■ Information shown ■
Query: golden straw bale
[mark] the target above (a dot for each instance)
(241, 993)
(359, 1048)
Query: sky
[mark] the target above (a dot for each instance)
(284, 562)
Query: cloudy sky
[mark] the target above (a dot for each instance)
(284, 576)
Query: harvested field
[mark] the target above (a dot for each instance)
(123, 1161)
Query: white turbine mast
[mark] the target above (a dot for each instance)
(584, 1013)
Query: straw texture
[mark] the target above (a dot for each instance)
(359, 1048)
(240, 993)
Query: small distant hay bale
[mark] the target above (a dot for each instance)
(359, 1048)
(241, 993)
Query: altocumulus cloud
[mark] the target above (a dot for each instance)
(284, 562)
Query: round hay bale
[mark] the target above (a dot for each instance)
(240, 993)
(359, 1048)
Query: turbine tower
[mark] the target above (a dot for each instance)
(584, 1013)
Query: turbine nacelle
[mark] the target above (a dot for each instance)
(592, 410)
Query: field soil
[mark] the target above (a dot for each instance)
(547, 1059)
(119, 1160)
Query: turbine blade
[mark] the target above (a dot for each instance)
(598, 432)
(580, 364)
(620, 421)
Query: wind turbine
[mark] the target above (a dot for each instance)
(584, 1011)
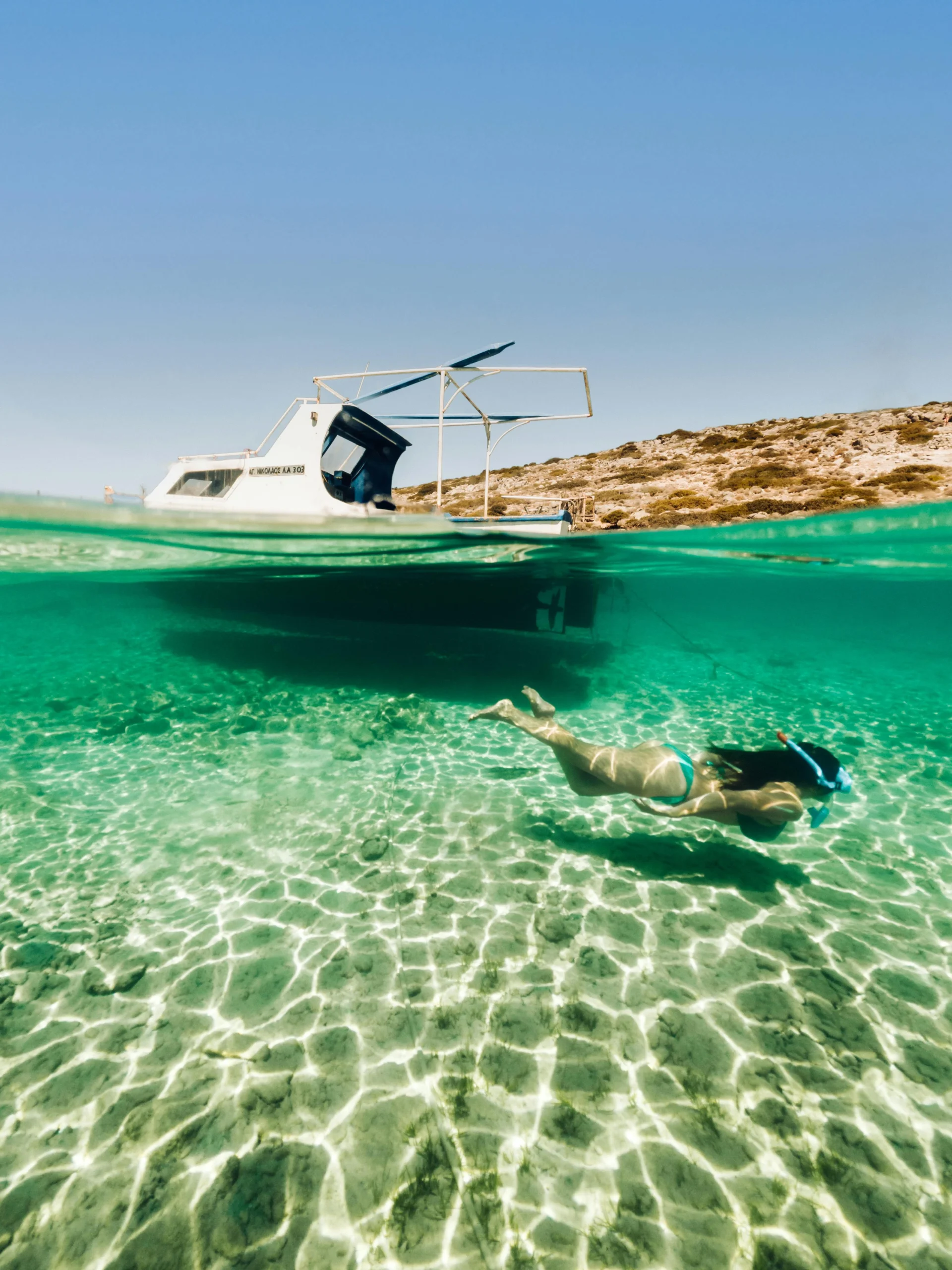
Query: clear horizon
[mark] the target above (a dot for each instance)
(725, 214)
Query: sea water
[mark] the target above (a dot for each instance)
(301, 968)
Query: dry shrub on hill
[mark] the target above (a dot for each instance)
(909, 479)
(679, 501)
(760, 477)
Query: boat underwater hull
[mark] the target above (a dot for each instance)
(429, 632)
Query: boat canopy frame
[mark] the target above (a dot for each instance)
(450, 378)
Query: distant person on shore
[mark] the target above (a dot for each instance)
(758, 790)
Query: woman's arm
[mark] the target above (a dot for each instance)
(776, 804)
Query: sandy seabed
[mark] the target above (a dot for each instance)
(327, 977)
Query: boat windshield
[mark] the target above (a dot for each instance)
(342, 456)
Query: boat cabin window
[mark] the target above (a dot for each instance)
(209, 484)
(358, 457)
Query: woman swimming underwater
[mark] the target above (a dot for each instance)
(760, 790)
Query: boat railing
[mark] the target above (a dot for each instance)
(581, 507)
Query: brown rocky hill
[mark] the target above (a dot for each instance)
(831, 463)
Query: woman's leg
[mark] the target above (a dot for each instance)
(608, 770)
(581, 783)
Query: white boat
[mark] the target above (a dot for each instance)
(334, 459)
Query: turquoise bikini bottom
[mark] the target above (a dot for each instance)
(687, 766)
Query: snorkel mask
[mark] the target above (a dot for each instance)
(841, 784)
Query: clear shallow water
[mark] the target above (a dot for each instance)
(302, 969)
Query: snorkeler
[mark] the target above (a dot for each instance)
(760, 790)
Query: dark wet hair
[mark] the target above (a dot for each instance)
(756, 767)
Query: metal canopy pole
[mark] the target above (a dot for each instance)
(440, 439)
(488, 426)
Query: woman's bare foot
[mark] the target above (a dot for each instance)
(503, 709)
(540, 708)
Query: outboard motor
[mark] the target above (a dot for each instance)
(358, 457)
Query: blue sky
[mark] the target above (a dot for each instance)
(726, 211)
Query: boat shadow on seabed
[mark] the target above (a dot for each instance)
(434, 633)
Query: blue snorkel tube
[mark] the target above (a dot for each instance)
(841, 784)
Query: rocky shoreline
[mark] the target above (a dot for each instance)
(829, 463)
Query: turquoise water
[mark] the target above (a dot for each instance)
(302, 969)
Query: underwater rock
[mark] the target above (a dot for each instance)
(524, 1023)
(772, 1253)
(98, 986)
(515, 1071)
(558, 928)
(777, 1117)
(682, 1183)
(586, 1069)
(690, 1047)
(769, 1003)
(28, 1196)
(927, 1065)
(881, 1209)
(563, 1123)
(253, 1197)
(373, 847)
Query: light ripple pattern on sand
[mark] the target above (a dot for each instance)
(267, 943)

■ Goal of the exercise ■
Copy out all of the entries above verbatim, omitting the pictures.

■ Response to the task ■
Query: golden straw bale
[mark] the target above (a dot for each instance)
(241, 993)
(359, 1048)
Query: sky
[mark] the target above (a dot for each instance)
(284, 562)
Query: cloudy sky
[mark] the target above (a dot for each instance)
(284, 576)
Query: harvested field
[mark] the target above (a dot for each instance)
(123, 1161)
Query: white turbine mast
[mark] the target above (a dot for each instance)
(584, 1013)
Query: straw texture
[mark] the target above (a dot for each instance)
(359, 1048)
(240, 993)
Query: small distant hay bale
[mark] the target above (a dot for each instance)
(359, 1048)
(241, 993)
Query: altocumulus cloud
[mark] the target above (a dot for each instance)
(284, 562)
Query: round hay bale
[mark] the target above (a dot for each instance)
(240, 993)
(359, 1048)
Query: turbine tower
[mark] the target above (a dot for each instance)
(584, 1013)
Query: turbine nacelle
[mark] the target above (a dot for each instance)
(592, 410)
Query: field soil
[mark] the target above (a dot for each instance)
(547, 1059)
(119, 1160)
Query: turbine blade
[mark] the target above (a dot for each instance)
(598, 432)
(580, 364)
(620, 421)
Query: wind turbine
[mark] the target above (a dot for each instance)
(584, 1011)
Query: clear horizon
[mark] the target above (a dot for each instance)
(725, 214)
Query: sea water
[mark] the target above (a dot for each instance)
(301, 968)
Query: dry shrub on hill
[mark] the target above (a dot for each instance)
(909, 479)
(679, 501)
(760, 477)
Query: boat underwater hull
[mark] the target above (a dot for each instance)
(429, 632)
Query: boat canopy frame
[mark] the target above (a dot for each instance)
(450, 378)
Query: distant person on shore
[mark] the target above (a dot for each instance)
(758, 790)
Query: woman's arm
[mark] the target above (a dot for each instance)
(776, 804)
Query: sandy seabed
[mark] the target above (a dot for each instance)
(327, 977)
Query: boat windshield
[mark] the target above (a dot for each instance)
(342, 456)
Query: boat cabin window
[mark] the target above (a dot for each instance)
(209, 484)
(358, 457)
Query: woman swimming underwater
[mark] the target above (a dot for each instance)
(760, 790)
Query: boat railing
[mark] the target above (a dot for each instance)
(581, 507)
Query: brown rocky hill
[mark] the target above (a dot for each instance)
(831, 463)
Query: woman's leg
[mark] the target above (a dot for each instance)
(608, 770)
(581, 783)
Query: white boat
[mark] the target above (a dot for each instance)
(334, 459)
Query: turquoise bikini bottom
[mark] the target above (a dot for each instance)
(687, 766)
Query: snorkel mask
[mark] the target above (a dot for each instance)
(841, 784)
Query: clear shallow water
[mark] the target above (a dot for each instance)
(302, 969)
Query: snorkeler
[mark] the target above (a dot for each instance)
(760, 790)
Query: dark wet hair
[mark] the target above (a dot for each instance)
(756, 767)
Query: metal canopy pole
[mark] the target above (a dot for each instance)
(440, 439)
(488, 426)
Query: woman's bare foot
[mark] the target above (a dot for each instance)
(503, 709)
(540, 708)
Query: outboard motor
[mark] the target above (a dot for each instance)
(358, 457)
Query: blue sky
[mark] the target above (a dot for each instance)
(726, 211)
Query: boat shadow on seabed
[mark] the target above (a dot for each instance)
(434, 633)
Query: blue snorkel tube
[mark] the target above (a dot for each instance)
(841, 784)
Query: rocky shoreline
[mark] the target above (a dot for each instance)
(829, 463)
Query: turquoise water
[mark] the target above (a dot for each instance)
(302, 969)
Query: underwater rock
[mark] the target above (a dot for each instance)
(524, 1023)
(772, 1253)
(98, 986)
(515, 1071)
(558, 928)
(777, 1117)
(682, 1183)
(586, 1069)
(690, 1047)
(769, 1003)
(28, 1196)
(927, 1065)
(881, 1209)
(563, 1123)
(253, 1197)
(373, 847)
Query: light ripple pattern on sand
[mark] the target above (a dot for each instance)
(267, 943)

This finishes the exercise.